- **Text for analysis**:
The Nigeria Centre for Disease Control says it has extended its molecular laboratories with the capacity to detect Coronavirus Disease to six. Dr. Chikwe Ihekweazu, Director General of the NCDC, disclosed this to newsmen on Saturday in Abuja, while giving an update on COVID-19 in the country.

Nigeria will be able to test up to 1000 suspected cases of coronavirus by the end of this week, the NCDC has said.

Meanwhile, it should take at least a month to treat a Covid-19 patient to the point that the virus will not be traceable in the body system, the minister of health, Osagie Ehanire, said.

Mr Ehanire said this while answering questions from journalists at the Presidential Taskforce briefing on Tuesday. He also said Nigeria has discharged five patients so far since the first case was reported in the country.

This assertion, however, differs from the figures on the Nigeria Centre for Disease Control Covid-19 microsite.

The NCDC on Tuesday said till date, 135 cases have been confirmed, eight patients have been discharged and two deaths from COVID-19 recorded in Nigeria.

The official said there are some people who are due to be discharged “but based on the pattern of treatment, the patients must be tested at least twice between 24 to 48 hours to ensure the test is negative”.

Meanwhile, the Director General, NCDC Chikwe Ihekweazu, said the government is planning on expanding the testing capacity for Nigerians.

- **Record set**:

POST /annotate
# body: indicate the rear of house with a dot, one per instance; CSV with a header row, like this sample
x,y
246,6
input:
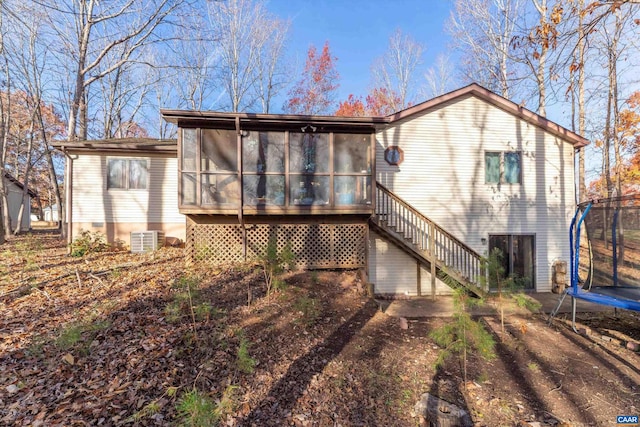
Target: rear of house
x,y
405,198
489,172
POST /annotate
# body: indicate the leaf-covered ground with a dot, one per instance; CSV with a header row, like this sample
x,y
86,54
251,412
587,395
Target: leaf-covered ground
x,y
123,339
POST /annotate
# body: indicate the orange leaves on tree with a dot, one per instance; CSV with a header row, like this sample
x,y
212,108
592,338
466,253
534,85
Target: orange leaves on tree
x,y
352,107
314,92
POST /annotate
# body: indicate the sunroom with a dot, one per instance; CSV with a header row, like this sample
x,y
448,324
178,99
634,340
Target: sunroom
x,y
303,181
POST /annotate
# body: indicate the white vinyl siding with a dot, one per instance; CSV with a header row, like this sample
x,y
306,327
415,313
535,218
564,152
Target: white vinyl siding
x,y
14,198
93,203
443,175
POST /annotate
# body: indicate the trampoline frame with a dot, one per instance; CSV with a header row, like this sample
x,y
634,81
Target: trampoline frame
x,y
575,291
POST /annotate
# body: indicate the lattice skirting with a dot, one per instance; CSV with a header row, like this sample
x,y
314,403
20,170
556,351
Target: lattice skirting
x,y
314,245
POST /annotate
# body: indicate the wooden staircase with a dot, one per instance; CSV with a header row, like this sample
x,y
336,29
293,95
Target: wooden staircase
x,y
427,242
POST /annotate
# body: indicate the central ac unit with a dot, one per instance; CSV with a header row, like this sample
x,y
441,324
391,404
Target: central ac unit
x,y
145,241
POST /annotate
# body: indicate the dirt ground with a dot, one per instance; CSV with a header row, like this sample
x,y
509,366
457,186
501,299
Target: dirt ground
x,y
123,339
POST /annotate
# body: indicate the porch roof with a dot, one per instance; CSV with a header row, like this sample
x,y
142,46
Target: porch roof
x,y
150,145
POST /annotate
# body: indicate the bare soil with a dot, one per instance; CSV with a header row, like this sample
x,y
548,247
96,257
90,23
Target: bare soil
x,y
108,339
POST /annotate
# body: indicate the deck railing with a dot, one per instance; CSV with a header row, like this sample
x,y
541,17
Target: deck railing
x,y
427,238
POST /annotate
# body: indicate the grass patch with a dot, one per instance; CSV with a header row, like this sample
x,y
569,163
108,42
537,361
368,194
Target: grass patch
x,y
196,409
310,308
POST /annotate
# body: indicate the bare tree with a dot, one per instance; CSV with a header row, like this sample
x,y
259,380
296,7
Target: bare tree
x,y
440,78
89,32
272,71
395,70
242,28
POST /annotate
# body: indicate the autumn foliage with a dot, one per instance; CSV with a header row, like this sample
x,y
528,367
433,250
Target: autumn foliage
x,y
628,133
28,120
314,92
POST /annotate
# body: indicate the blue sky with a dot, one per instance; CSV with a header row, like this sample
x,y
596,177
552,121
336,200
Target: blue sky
x,y
358,31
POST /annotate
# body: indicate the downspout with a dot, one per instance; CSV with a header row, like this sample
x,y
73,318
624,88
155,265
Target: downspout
x,y
241,202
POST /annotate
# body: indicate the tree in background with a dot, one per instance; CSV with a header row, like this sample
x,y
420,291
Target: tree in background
x,y
482,31
96,39
394,72
440,78
352,107
378,103
314,93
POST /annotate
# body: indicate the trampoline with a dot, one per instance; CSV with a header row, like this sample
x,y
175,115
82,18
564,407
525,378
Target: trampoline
x,y
604,260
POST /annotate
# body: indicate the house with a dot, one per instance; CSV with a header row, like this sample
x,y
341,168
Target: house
x,y
51,213
15,197
121,186
406,198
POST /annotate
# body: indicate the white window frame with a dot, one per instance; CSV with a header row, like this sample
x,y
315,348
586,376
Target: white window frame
x,y
127,170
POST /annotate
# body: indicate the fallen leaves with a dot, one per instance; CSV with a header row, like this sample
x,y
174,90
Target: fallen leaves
x,y
102,350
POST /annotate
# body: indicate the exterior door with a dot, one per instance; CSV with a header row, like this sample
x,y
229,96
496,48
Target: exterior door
x,y
518,257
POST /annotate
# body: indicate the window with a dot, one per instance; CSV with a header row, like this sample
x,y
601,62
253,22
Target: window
x,y
309,169
263,178
127,174
352,168
502,167
518,258
394,155
211,180
280,169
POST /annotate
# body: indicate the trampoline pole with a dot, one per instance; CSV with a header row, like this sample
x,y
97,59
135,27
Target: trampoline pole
x,y
573,314
614,247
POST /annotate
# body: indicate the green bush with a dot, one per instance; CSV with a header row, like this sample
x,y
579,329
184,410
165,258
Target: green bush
x,y
196,409
463,335
274,263
245,362
88,242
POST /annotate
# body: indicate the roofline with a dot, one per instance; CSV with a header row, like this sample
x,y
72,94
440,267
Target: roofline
x,y
498,101
474,89
174,116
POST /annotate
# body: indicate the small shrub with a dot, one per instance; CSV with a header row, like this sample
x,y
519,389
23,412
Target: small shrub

- **What you have to do**: In the news report on COVID-19 in Nigeria, how long did the minister of health say treating a patient takes before the virus can no longer be traced in the body?

- **Task solution**: At least a month.